近江神宮 (おうみじんぐう) 登録有形文化財
琵琶湖の畔をのたくた行ったり来たりする京阪電鉄石坂線、沿線には古社名刹が多く、東海道の宿場町だった大津の古い街並みの中をすり抜けていく全線各駅停車のローカル線で、車窓からは広々とした湖の風景も見渡せて、どことなく江ノ電に似た雰囲気も感じられます。
喧騒や緊張とは無縁なのんきな路線ということなのかラッピング電車が多く走っており、それもマンガ・アニメ方面が充実。なんでも沿線の石山界隈は「中二病でも恋がしたい」の舞台のモデルになっているとかで、眼帯姿のキャラが描かれた車体が終日運行しています。もう一つは「ちはやふる」で、こちらも沿線の近江神宮がモデルになっていることから。その近江神宮の鳥居前には、「ちはやふる」の看板も出展中です。
何故にマンガの聖地となっているのかと言うと、かるた所縁の神社の由緒がその理由。天智天皇を祀るこのお社は、百人一首の第一番に選ばれた天智天皇に因んで毎年正月になると、かるた名人位・クイーン位戦が開催されるその筋の聖地で、かるたを題材とする「ちはやふる」では高校野球の甲子園的な存在として登場します。
で、この近江神宮は創建が天智天皇の時代まで遡るほど古いかというとさにあらず、昭和初期の1940年(昭和15年)に皇紀2600年を記念して造営された新しい神社で、橿原神宮・平安神宮・明治神宮・吉野神宮等と共に明治期以降の皇国思想強化に基づいて次々に創建された宗教施設の一つです。当時は戦前の軍事政権下で太平洋戦争勃発前年とナショナリズムが最高潮に達していた頃ですからね、”神の国”と言う幻想を生み出す大規模な装置が必要だったのでしょう。比叡山の麓に広がる原生林を切り開いた六万坪にも及ぶ広大な敷地に、楼門や拝殿・本殿といった巨大建築物が整然が建ち並び、平安神宮と同様の復古主義による王朝風の佇まいを見せています。

### 利用可能なデータ
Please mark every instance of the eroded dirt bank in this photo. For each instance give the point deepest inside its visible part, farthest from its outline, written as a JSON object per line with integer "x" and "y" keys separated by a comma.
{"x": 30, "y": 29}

### 要件
近江神宮の本文で、近江神宮と共に明治期以降に次々と創建された宗教施設として名前が挙がっている神社をすべて書き出してください。

### 結果
橿原神宮、平安神宮、明治神宮、吉野神宮